---------- Supplied material ----------

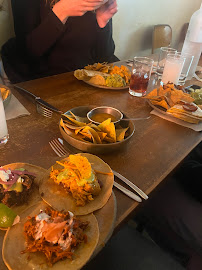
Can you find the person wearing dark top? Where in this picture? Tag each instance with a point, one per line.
(58, 36)
(173, 215)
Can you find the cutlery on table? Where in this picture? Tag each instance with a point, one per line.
(58, 148)
(43, 107)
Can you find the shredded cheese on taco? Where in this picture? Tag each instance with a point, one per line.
(78, 178)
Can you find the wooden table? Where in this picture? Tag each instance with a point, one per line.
(153, 152)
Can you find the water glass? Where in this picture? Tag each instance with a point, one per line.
(3, 126)
(186, 67)
(173, 68)
(141, 72)
(164, 51)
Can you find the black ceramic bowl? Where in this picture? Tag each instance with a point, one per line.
(96, 148)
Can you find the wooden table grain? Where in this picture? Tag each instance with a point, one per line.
(153, 152)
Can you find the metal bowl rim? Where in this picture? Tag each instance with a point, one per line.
(101, 107)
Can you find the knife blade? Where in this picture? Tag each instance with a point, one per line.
(39, 100)
(130, 184)
(128, 192)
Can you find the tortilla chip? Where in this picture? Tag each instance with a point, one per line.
(14, 243)
(95, 136)
(184, 118)
(98, 80)
(68, 118)
(161, 103)
(58, 198)
(102, 135)
(152, 94)
(34, 195)
(120, 134)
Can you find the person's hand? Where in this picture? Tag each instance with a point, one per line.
(66, 8)
(105, 12)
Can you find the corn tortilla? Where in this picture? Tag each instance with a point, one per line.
(14, 243)
(58, 198)
(35, 195)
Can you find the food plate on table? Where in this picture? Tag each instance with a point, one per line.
(6, 94)
(105, 75)
(112, 137)
(172, 101)
(196, 92)
(81, 183)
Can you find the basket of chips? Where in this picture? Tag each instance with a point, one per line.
(93, 138)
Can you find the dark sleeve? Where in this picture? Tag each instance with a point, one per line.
(34, 34)
(105, 44)
(190, 177)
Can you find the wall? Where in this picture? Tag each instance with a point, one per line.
(6, 22)
(133, 23)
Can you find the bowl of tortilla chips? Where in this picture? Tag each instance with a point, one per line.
(172, 100)
(93, 138)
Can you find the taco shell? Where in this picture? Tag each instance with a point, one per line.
(14, 243)
(35, 195)
(59, 199)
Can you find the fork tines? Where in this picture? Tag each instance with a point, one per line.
(44, 111)
(58, 148)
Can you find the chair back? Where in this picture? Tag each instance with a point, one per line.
(162, 36)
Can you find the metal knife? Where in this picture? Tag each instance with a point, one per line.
(39, 100)
(128, 192)
(130, 184)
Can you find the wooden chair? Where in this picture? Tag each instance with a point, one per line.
(162, 36)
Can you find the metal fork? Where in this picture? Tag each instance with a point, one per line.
(58, 148)
(44, 111)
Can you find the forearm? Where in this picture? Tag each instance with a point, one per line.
(40, 40)
(105, 45)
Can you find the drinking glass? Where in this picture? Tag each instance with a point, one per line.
(186, 67)
(173, 68)
(3, 126)
(164, 51)
(141, 72)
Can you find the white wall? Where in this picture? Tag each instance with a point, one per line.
(6, 22)
(132, 25)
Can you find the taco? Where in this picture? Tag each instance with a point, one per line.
(46, 237)
(19, 185)
(81, 183)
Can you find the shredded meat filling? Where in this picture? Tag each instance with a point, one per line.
(55, 251)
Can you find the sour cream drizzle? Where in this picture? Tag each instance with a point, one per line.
(54, 231)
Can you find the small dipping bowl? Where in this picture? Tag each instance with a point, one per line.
(100, 114)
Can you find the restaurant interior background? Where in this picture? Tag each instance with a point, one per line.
(132, 25)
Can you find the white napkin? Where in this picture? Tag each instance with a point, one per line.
(15, 109)
(196, 127)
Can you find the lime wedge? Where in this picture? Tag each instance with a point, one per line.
(7, 216)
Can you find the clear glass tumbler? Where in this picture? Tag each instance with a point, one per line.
(186, 67)
(141, 72)
(164, 51)
(3, 126)
(173, 68)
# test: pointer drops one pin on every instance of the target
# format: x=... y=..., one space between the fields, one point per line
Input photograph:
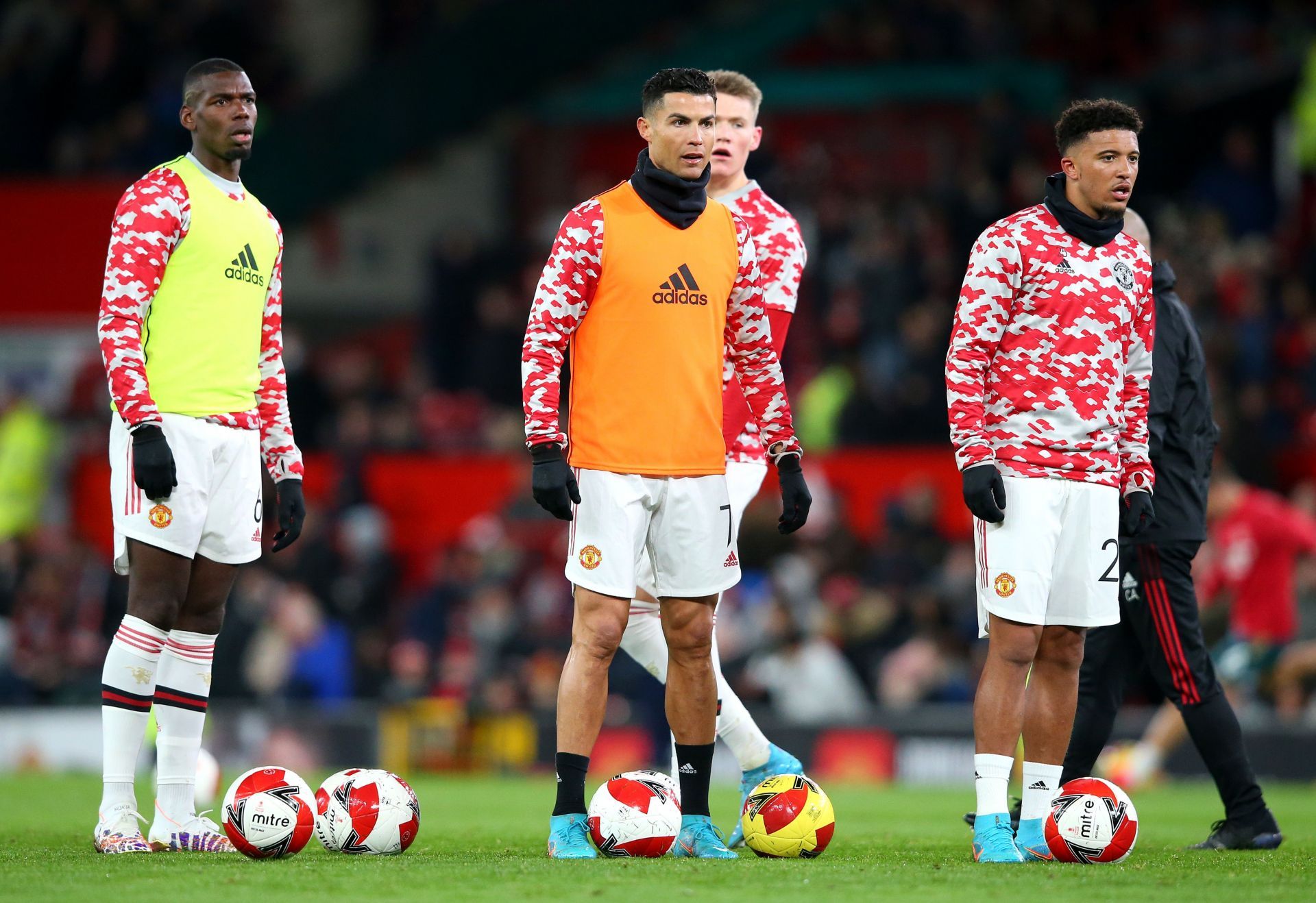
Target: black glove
x=293 y=511
x=153 y=462
x=985 y=493
x=553 y=482
x=1136 y=512
x=795 y=494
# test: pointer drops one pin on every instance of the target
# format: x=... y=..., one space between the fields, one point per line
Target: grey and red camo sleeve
x=280 y=453
x=749 y=347
x=151 y=217
x=561 y=301
x=986 y=298
x=1135 y=457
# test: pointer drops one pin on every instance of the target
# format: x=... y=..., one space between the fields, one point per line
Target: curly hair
x=1084 y=117
x=674 y=81
x=200 y=70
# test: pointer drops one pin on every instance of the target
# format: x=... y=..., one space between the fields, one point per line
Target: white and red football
x=269 y=813
x=1091 y=820
x=366 y=811
x=635 y=814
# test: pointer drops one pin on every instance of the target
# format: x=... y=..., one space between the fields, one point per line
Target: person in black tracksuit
x=1158 y=606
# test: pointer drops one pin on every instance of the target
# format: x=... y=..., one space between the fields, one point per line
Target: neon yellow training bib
x=202 y=334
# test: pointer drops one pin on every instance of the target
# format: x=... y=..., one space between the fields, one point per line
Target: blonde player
x=781 y=262
x=650 y=284
x=190 y=332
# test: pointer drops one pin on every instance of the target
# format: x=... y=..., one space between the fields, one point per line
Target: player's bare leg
x=998 y=723
x=1051 y=702
x=182 y=694
x=691 y=700
x=692 y=715
x=596 y=627
x=157 y=585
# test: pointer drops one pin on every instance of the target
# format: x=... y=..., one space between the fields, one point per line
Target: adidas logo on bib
x=679 y=288
x=244 y=267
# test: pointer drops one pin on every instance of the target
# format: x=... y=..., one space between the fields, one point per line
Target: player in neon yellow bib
x=191 y=334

----------

■ To do ■
The entries are to be restated word for word, with pictures omitted.

■ Answer to the exercise ■
Can you find the person wearing dark top? Where in this picture? Tag each instance with a point, one per line.
(58, 36)
(173, 215)
Can you find the cutlery on table? Where in this picture? Tag each instance with a point, one per line.
(58, 148)
(43, 107)
Can you find the shredded cheese on taco? Where in this picture? Tag each instance with a point, one per line.
(78, 178)
Can you find the wooden table? Where in this picture? Tag each instance with a point, one per line.
(153, 152)
Can you find the water glass? Where in this picture? Tag each instance with a point, one per line.
(3, 126)
(186, 67)
(173, 68)
(141, 72)
(164, 51)
Can you find the black ceramic bowl? Where in this picture? Tag each instance with a point, one per line.
(96, 148)
Can you find the wooden table grain? Where in this picture? Tag each instance with a point, one per line.
(153, 152)
Can you find the metal bowl rim? Where in this picture? Tag each instance with a point, one per line.
(101, 107)
Can you find the knife blade? Where in this picture? Tag each instance with a point, one per line.
(39, 100)
(130, 184)
(128, 192)
Can you find the tortilla chip? Where in this picture? Tag each instance with a point, one per line.
(14, 243)
(95, 136)
(184, 118)
(98, 80)
(68, 118)
(161, 103)
(58, 198)
(102, 135)
(152, 94)
(34, 195)
(120, 134)
Can you find the person's hand? Where in this picture? Tag each instance with a point, one per line.
(66, 8)
(105, 12)
Can you find the corn tortilla? Where in this picture? Tag each instance with a point, one per line.
(14, 243)
(58, 198)
(35, 195)
Can you find the food plate on table? Where in this picture? Tag each instance with a point, one per line.
(6, 94)
(105, 75)
(112, 137)
(172, 101)
(196, 92)
(81, 183)
Can you find the basket of chips? Where in this picture? Tag each instance with a point, one per line.
(93, 138)
Can you find the dark sleeve? Where in this picture? Tag each instance with a point, one per line.
(34, 34)
(105, 44)
(190, 177)
Can you find the wall? Where in this picture? Tag each instance with a point, one per line.
(6, 22)
(133, 23)
Can you find the bowl of tortilla chips? Where in this picture? Tag each instance with a point, one per line.
(172, 100)
(93, 138)
Can you find the taco shell? Where in this picture? Tag each instance with a point, one per line.
(14, 243)
(35, 195)
(59, 199)
Can you find the fork tines? Where in this picture? Tag each instance with a point, one per line.
(44, 111)
(58, 148)
Can you find the chair back? Where in this picture? Tag each instance with a point, one per line.
(162, 36)
Can you find the metal knife? Where in this picture? Tag each instance with a point, one per line.
(39, 100)
(128, 192)
(130, 184)
Can you find the wooden chair? Where in this picture? Tag each instance with a point, one per line.
(162, 36)
Can you find the metal fork? Where in this picture? Tag each instance with a point, one per line.
(58, 148)
(44, 111)
Can you find the forearm? Where in this picture? Tag each instance with a point, one per line.
(40, 40)
(105, 45)
Can you find the drinking glass? Where in this picture? Tag each instance with a point, one per line.
(186, 67)
(173, 68)
(3, 126)
(164, 51)
(141, 72)
Can you find the white wall? Where in this picture? Tag each instance with a point, one per line.
(6, 22)
(132, 25)
Can you find the taco? Where in this picture? Tag each instance with a point, one per line.
(46, 237)
(19, 185)
(81, 183)
Can you find the shredded meat filling? Where in this picture? Tag each instance with a point, one per line.
(55, 251)
Can you find the sour cream drizzle? Where in this picture? Tag each instance with a point, one per line.
(54, 231)
Can you find the small dipping bowl? Where in this picture? Tag each instance with a point, one per line.
(100, 114)
Can you find the restaurant interior background? Where in this picture? Tag each instance with a point, one per line.
(132, 25)
Can you find the white napkin? Where in this picture? Tag each instance with a point, one per line.
(15, 109)
(196, 127)
Can you find the lime wedge? Where in this picture? Tag each instance with a point, one per line.
(7, 216)
Can you find the clear glass tumbler? Where in this picture? Tag each instance with a point, one per line.
(186, 67)
(141, 72)
(164, 51)
(3, 126)
(173, 68)
# test: pointer drops one pin on every instance of the target
# format: x=... y=..., one space between the fields, one point per line
Input photograph:
Target: black glove
x=293 y=511
x=153 y=462
x=985 y=493
x=553 y=482
x=1136 y=512
x=795 y=494
# test: pointer drops one pin on every instance of the target
# format: x=... y=..., one space between the fields, one point per line
Target: grey and red camo sleeve
x=280 y=453
x=749 y=347
x=151 y=217
x=561 y=301
x=986 y=298
x=1135 y=457
# test: pointer drops one pin on every instance of the target
# format: x=... y=..., one space between the fields, one point per line
Target: curly hair
x=1084 y=117
x=674 y=81
x=200 y=70
# test: pointer drops one pin on every instance of the target
# format: x=... y=..., one space between the fields, one point per line
Target: white and red football
x=269 y=813
x=1091 y=820
x=366 y=811
x=635 y=814
# test: pointer drops one pin on every instance of the target
# format: x=... y=..., one space between the fields, one point per line
Target: person in black tracksuit
x=1158 y=606
# test: pointer drops one pin on every instance of the target
# format: x=... y=..., one space between the fields, one point per line
Target: neon yellow training bib
x=202 y=334
# test: pointer drops one pin on every instance of the target
# format: x=... y=..., one space between the fields, one point per line
Target: blonde player
x=781 y=262
x=650 y=284
x=190 y=332
# test: pointer drops one pin on every instance of the target
# format: x=... y=..., one space between the fields, one point per line
Target: player's bare leg
x=998 y=723
x=1051 y=702
x=182 y=694
x=691 y=700
x=692 y=715
x=596 y=627
x=157 y=585
# test: pointer drops one pin on every instance of the target
# format: x=... y=..., one space between the fields, one point per line
Target: adidas logo on bib
x=679 y=288
x=244 y=267
# test: pointer drops one pin on every instance of the target
# format: x=... y=..., one space between the fields, one point per line
Target: player in neon yellow bib
x=191 y=334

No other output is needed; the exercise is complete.